Data entries
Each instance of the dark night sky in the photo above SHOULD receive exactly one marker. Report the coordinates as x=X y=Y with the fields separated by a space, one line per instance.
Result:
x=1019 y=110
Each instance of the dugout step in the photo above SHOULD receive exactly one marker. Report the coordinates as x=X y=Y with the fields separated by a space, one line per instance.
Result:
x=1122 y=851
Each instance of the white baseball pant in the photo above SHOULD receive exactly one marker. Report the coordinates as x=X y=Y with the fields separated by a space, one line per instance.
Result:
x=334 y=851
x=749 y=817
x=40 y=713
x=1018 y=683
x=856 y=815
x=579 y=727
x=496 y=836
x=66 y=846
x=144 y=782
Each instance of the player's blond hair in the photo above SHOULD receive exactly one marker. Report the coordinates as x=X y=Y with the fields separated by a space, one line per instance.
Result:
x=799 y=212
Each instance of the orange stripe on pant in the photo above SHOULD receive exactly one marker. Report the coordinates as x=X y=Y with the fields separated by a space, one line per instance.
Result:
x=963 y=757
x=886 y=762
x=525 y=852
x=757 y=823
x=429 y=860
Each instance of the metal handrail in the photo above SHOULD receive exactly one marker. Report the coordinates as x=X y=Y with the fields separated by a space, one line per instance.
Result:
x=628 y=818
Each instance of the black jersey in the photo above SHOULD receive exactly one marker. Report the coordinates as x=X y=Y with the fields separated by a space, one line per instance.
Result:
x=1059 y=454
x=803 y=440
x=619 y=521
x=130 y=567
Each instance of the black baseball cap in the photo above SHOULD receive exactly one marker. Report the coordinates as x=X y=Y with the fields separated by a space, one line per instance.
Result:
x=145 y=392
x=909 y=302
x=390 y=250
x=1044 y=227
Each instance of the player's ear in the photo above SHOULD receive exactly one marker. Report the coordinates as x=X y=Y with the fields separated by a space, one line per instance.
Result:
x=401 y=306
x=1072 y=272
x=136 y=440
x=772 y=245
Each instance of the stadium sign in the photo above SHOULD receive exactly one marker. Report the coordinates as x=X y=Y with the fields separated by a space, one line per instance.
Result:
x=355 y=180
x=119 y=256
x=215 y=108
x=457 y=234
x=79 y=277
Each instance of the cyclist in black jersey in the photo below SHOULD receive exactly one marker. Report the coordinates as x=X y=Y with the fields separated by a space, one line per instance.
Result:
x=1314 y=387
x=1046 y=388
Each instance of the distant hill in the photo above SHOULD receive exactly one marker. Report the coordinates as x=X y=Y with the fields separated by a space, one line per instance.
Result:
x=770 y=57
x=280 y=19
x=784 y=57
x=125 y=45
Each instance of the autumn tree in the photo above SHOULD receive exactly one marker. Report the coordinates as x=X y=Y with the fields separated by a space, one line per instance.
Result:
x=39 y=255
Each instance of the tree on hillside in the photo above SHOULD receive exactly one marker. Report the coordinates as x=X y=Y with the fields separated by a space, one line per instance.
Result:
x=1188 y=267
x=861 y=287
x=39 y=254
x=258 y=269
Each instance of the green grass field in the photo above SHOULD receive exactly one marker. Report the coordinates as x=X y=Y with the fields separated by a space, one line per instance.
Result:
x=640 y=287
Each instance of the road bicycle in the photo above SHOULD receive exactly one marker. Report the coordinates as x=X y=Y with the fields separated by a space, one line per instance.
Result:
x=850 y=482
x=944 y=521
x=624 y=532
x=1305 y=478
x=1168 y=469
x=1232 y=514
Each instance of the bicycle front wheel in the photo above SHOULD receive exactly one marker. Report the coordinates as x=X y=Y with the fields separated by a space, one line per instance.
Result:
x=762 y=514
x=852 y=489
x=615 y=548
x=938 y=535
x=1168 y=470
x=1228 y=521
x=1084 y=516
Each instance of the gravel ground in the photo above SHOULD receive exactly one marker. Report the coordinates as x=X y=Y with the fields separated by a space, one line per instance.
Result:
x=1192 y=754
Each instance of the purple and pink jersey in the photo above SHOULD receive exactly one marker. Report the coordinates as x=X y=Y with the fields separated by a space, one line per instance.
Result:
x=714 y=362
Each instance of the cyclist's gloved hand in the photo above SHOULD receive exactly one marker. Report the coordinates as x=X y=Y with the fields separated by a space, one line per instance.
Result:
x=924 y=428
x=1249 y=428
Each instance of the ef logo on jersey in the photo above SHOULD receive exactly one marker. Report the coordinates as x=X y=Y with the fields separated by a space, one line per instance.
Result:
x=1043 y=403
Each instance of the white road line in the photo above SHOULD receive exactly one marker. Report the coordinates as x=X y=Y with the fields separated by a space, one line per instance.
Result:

## Problem statement
Go line by line through the records above and copy each one containing "baseball".

## Answer area
Each instance of the white baseball pant in the photo above SHOULD receive exactly one marker. Report the coordinates as x=X y=Y with the fields separated by a space, one line per instance.
Each instance of the black baseball cap in the photo above SHOULD receive exactly one marker. Report the coordinates as x=X y=Y with the fields separated by a space, one line per instance.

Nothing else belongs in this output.